## ARTICLE

All notable changes to this project will be documented in this file.
The format is based on Keep a Changelog, and this project adheres to Semantic Versioning.
- Added support for python 3.10 in build and tests
- Made dependency versions less restrictive, except when necessary to avoid deprecations (sklearn, numpy)
- Unit tests updated to handle sklearn deprecations
- Updated prototype cluster browser to display 2023 data
- Upgraded Dash dependency version to >=2.4.1 for the cluster prototype browser app
- Upgraded DVC version from 2.10.0 to 3.33.1 to avoid iterative/dvc-objects#241
- Support for processing Reddit comments from manually downloaded archives
- Data and models for Reddit comments in 2023 tracked in DVC
- Instructions and support for running the prototype cluster browser with gunicorn
- Added button to download all subreddit cluster assignments in prototype cluster browser
- Removed Unity documentation
- Removed argparse from app.py so that it can be served with gunicorn
- Update visualizations for WebScience 2024 paper
- Added citation information in Readme
- Trigger Zenodo DOI assignment for repository
- Removed prefilled anti-immigrant subreddits selected in subreddit clustering app dropdown. Now the dropdown is initially empty.

## WORK TO BE COMPLETED
According to the changelog, what DVC version was the project upgraded to? The rows after this changelog aren't needed.

## RECORDED DATA
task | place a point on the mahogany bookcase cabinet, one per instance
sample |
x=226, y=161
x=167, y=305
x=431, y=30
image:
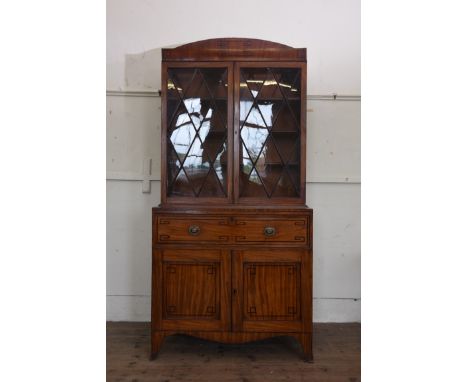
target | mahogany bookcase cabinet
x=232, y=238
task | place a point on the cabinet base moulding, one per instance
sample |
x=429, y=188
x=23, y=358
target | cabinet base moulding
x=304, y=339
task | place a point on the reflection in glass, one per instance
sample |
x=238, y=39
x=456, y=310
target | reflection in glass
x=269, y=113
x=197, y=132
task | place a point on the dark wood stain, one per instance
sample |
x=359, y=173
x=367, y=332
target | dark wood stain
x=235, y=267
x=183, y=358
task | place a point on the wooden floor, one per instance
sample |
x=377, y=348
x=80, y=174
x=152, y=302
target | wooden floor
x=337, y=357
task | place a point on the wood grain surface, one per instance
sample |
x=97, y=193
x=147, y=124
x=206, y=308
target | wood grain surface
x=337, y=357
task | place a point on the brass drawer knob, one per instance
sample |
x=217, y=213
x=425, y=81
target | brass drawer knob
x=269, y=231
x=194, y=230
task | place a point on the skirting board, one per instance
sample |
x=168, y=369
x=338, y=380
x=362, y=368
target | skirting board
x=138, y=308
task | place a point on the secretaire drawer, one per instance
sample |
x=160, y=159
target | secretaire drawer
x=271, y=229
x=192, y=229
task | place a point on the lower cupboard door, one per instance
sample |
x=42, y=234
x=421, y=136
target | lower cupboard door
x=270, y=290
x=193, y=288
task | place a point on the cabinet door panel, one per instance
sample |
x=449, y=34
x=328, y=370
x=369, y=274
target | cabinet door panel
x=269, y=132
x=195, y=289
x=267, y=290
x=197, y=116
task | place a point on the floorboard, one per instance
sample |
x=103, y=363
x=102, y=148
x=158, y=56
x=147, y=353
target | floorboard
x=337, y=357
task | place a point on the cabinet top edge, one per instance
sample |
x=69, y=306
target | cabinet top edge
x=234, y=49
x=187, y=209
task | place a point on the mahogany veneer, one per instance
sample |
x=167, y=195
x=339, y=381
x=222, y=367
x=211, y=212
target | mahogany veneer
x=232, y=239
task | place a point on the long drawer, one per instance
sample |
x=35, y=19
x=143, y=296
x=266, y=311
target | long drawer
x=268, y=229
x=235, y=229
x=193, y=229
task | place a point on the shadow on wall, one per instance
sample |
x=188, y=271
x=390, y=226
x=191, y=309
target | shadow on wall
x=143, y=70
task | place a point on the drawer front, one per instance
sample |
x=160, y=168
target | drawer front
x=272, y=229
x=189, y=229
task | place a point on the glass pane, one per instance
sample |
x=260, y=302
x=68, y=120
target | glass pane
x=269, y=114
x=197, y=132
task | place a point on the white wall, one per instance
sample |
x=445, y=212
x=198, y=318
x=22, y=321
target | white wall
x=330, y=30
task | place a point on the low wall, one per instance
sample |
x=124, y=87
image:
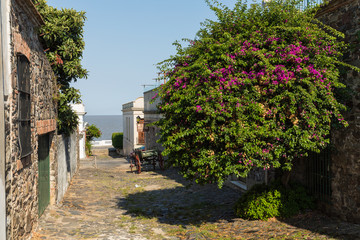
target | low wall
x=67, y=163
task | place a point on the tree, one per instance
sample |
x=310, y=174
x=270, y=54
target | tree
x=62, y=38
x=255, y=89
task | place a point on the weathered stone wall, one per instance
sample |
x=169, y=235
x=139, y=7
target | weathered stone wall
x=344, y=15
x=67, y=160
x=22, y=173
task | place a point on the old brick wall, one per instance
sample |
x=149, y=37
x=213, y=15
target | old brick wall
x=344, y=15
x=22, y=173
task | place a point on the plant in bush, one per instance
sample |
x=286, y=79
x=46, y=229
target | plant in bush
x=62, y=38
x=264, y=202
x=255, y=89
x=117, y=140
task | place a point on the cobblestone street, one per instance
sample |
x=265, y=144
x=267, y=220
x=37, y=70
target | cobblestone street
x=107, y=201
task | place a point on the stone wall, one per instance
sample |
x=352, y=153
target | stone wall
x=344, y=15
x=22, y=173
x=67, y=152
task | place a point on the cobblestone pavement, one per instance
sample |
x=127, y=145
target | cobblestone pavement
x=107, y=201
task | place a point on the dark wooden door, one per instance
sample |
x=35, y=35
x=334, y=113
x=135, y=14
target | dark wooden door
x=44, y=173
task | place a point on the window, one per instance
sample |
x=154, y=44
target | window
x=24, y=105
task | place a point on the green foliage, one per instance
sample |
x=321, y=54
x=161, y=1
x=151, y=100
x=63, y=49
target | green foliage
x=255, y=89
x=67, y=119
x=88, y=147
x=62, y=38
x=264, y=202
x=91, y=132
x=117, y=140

## RESPONSE
3.33.1